Problem to work on = Render the lines starting at the line that contains "Query: plant cluster" and ending at the line that contains "239 84 L 255" as a JSON list of strings, one string per line, leaving out any blank lines.

Data provided =

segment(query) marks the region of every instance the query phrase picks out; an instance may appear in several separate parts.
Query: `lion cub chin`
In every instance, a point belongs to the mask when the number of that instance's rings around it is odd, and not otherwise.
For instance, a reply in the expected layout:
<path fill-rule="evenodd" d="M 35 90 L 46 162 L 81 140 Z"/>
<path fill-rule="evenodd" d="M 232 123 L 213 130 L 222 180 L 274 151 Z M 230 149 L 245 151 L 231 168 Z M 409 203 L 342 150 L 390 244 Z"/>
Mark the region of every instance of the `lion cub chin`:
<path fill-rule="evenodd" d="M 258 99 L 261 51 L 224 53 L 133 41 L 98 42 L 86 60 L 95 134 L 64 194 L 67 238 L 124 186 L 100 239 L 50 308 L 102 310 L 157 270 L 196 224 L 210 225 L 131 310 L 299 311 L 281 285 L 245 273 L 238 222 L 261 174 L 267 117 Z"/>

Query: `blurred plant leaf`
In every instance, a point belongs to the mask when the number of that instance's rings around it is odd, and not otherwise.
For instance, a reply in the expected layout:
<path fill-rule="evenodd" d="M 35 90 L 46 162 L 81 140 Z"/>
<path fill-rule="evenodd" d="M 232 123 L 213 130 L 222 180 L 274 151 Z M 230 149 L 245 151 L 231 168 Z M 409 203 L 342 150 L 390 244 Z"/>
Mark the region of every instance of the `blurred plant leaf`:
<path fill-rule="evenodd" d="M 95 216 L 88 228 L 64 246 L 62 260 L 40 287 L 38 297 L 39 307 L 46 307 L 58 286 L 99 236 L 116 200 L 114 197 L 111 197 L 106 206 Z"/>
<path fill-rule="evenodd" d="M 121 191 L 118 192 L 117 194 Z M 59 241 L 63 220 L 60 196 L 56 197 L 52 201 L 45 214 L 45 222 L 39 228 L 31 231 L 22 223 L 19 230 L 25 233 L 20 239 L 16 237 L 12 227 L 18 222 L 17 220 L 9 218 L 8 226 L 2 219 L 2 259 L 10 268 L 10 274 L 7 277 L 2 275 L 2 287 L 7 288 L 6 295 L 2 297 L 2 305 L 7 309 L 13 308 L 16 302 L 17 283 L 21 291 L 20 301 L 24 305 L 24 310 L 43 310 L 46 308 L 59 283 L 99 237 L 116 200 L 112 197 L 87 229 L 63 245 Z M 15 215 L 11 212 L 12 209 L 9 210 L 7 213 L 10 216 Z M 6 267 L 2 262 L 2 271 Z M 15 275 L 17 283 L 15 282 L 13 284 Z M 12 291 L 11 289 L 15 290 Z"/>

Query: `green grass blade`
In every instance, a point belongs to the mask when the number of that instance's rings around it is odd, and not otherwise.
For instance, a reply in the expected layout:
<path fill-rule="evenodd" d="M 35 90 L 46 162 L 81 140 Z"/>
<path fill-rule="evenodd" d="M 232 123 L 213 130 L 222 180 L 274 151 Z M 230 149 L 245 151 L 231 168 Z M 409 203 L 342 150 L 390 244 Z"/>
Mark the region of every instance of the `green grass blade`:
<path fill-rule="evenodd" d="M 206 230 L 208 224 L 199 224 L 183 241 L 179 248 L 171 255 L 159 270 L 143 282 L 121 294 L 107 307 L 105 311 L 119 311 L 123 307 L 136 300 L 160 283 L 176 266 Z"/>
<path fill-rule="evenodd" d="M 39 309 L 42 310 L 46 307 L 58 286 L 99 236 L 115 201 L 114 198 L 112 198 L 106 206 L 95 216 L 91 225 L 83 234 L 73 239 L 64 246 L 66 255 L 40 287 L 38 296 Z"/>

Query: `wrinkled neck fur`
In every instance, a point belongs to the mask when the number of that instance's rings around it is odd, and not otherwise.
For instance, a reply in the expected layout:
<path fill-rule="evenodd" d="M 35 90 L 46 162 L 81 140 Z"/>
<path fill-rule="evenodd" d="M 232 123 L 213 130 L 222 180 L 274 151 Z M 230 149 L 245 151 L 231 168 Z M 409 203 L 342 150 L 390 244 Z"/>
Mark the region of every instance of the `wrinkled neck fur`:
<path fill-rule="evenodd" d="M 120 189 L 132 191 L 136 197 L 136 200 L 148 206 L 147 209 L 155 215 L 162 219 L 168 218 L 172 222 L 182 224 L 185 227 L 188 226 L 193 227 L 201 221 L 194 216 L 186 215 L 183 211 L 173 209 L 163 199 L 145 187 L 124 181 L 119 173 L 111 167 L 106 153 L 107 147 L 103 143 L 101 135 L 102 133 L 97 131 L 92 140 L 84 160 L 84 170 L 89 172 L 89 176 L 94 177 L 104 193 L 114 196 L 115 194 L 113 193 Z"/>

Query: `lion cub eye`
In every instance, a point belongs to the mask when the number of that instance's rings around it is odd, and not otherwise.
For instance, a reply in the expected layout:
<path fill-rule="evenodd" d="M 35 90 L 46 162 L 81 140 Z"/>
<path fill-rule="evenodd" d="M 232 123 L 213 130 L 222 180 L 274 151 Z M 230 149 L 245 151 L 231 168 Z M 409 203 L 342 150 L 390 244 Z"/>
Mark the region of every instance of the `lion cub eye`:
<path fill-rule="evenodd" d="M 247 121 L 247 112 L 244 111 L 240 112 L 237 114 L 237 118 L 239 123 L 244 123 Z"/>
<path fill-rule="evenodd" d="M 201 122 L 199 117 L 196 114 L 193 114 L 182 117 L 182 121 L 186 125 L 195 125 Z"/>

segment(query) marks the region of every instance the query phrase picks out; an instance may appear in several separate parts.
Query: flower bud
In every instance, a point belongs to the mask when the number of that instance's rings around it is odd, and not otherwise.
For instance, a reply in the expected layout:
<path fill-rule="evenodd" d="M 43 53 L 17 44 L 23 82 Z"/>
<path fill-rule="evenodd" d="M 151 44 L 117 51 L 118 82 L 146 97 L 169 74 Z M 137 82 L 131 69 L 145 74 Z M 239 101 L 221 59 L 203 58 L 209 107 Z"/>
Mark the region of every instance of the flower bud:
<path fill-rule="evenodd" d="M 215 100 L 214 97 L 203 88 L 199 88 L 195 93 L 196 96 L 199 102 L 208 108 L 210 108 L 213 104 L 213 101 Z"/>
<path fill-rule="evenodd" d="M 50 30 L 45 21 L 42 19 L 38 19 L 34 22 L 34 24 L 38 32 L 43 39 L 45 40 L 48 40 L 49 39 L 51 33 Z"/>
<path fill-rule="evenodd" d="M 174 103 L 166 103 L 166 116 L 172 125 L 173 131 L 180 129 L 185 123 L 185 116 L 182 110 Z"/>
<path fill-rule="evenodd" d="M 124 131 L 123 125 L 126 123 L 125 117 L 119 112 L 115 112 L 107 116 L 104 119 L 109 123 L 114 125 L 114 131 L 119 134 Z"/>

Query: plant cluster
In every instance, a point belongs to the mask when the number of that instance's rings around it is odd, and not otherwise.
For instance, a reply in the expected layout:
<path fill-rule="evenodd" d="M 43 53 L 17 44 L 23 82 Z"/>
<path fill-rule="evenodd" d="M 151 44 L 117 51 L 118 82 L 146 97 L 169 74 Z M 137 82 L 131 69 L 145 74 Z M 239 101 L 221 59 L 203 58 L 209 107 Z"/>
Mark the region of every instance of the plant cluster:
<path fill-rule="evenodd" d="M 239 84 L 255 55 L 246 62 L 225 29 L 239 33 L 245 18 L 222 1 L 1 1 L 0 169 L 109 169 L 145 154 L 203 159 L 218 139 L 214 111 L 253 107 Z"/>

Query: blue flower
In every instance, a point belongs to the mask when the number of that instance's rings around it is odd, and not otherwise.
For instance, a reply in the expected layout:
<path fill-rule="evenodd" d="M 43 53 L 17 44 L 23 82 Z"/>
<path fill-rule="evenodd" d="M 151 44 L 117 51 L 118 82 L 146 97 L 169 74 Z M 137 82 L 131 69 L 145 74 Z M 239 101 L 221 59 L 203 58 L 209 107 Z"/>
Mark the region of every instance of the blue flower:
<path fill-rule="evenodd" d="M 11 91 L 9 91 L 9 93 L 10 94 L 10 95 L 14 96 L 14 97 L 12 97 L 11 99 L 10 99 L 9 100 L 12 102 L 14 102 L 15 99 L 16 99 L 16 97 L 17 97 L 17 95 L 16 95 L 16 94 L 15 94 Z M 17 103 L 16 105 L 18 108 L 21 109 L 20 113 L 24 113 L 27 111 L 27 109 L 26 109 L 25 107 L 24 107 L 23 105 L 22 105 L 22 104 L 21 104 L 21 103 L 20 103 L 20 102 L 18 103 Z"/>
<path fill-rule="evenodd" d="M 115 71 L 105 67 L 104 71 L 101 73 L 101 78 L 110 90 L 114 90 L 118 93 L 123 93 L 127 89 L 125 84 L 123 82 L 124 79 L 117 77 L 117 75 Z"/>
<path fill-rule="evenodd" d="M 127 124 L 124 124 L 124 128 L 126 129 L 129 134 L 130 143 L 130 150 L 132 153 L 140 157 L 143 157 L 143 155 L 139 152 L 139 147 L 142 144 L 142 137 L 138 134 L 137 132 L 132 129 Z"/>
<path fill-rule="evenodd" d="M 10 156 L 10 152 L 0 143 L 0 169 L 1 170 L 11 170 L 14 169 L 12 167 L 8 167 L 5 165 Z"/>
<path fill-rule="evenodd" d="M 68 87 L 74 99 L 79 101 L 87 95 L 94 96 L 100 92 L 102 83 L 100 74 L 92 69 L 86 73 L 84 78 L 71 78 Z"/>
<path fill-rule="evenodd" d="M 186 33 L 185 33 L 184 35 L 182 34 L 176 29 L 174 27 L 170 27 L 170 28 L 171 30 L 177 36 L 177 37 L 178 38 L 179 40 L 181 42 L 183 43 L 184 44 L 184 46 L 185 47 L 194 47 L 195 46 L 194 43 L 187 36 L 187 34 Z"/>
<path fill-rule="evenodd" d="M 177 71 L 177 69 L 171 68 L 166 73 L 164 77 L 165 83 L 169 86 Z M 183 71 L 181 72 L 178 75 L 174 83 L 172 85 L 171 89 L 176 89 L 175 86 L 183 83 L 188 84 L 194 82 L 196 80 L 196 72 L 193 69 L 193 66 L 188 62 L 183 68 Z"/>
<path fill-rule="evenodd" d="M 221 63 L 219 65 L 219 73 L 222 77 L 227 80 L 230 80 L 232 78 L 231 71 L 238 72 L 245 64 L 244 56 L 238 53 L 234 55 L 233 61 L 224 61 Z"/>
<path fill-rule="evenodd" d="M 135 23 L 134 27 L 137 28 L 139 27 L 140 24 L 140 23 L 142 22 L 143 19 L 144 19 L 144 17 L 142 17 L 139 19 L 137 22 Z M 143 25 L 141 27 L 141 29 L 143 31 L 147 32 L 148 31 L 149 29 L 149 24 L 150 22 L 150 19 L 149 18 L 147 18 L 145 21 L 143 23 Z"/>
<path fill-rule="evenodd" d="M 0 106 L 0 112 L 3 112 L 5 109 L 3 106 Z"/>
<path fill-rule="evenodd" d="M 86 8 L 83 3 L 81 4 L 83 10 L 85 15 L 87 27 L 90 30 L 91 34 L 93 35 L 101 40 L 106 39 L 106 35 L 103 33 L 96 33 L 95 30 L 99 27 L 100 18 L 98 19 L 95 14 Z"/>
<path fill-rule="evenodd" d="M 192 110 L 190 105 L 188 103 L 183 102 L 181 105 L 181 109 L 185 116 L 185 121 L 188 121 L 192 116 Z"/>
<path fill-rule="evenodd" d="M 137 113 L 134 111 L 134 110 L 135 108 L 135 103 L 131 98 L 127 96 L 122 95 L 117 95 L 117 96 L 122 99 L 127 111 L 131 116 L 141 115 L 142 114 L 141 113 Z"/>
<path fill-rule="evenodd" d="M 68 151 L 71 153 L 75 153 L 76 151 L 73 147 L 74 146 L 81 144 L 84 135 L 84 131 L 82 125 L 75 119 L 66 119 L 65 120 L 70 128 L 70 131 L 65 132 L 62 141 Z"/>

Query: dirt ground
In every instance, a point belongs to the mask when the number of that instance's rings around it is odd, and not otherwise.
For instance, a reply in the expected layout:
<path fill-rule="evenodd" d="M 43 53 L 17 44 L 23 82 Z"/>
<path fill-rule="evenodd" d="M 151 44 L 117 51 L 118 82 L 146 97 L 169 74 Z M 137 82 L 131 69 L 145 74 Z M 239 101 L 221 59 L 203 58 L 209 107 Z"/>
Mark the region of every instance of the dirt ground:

Output of the exercise =
[
  "Query: plant cluster",
  "In every instance, a point belongs to the mask when the number of that instance's rings around it is odd, and not otherwise.",
  "For instance, a reply in the expected layout:",
  "<path fill-rule=\"evenodd\" d=\"M 43 53 L 17 44 L 23 82 Z\"/>",
  "<path fill-rule=\"evenodd\" d=\"M 151 44 L 117 51 L 118 82 L 146 97 L 169 74 Z M 137 82 L 131 69 L 145 74 Z M 239 101 L 221 59 L 203 58 L 209 107 Z\"/>",
  "Mark the region of every instance of the plant cluster:",
  "<path fill-rule=\"evenodd\" d=\"M 239 84 L 255 55 L 246 62 L 225 29 L 239 33 L 245 18 L 222 1 L 1 1 L 0 169 L 109 169 L 145 154 L 203 159 L 218 139 L 214 111 L 253 107 Z\"/>"
]